Directive
Reproduce the part that opens with the line containing "point_to(query) returns one point for every instance of the tall" and closes with the line containing "pixel 218 112", exchanging "evergreen" for "pine" and leaving all other text unchanged.

(Saved entries)
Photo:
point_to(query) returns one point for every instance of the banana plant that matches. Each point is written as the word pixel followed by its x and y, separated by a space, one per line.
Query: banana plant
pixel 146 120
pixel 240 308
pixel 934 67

--

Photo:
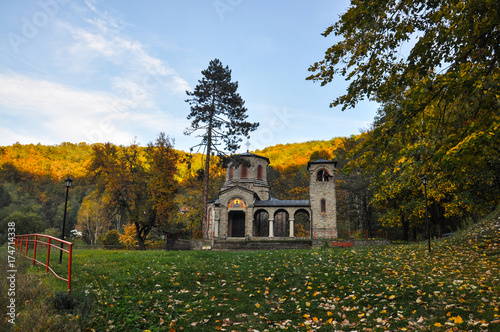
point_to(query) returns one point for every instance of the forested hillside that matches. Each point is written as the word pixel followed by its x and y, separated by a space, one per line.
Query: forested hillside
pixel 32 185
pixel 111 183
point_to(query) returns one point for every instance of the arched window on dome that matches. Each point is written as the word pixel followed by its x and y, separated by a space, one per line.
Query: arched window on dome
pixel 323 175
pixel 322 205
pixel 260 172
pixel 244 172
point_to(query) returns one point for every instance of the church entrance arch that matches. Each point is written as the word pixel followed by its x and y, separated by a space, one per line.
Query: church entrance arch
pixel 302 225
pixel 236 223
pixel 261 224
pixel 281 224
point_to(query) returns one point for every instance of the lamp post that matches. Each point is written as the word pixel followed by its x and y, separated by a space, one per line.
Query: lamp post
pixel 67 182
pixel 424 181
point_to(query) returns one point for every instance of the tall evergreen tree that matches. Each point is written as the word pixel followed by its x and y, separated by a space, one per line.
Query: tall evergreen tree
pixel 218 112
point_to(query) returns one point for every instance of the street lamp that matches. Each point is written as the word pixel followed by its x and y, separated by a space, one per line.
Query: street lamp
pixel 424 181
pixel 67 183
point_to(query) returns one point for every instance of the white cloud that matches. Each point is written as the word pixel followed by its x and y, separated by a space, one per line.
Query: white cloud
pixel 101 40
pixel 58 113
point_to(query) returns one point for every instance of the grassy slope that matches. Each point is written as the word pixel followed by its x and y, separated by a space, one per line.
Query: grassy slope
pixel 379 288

Full output
point_to(query) returns one point for every instance of the tall pine tree that matches. Each point is written as the word pixel followed by its x and y, separated by a space, one per line.
Query: tall pine tree
pixel 218 112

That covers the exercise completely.